Task material —

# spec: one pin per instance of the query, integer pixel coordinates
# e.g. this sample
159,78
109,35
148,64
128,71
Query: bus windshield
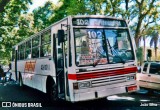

Exercise prompt — Restate the listing word for word. Pictures do not belong in the copy.

Your solution —
# spec: one pin per instance of the query, integer pixel coordinates
# e.g. this sample
159,78
109,35
148,64
128,71
Query: bus windshield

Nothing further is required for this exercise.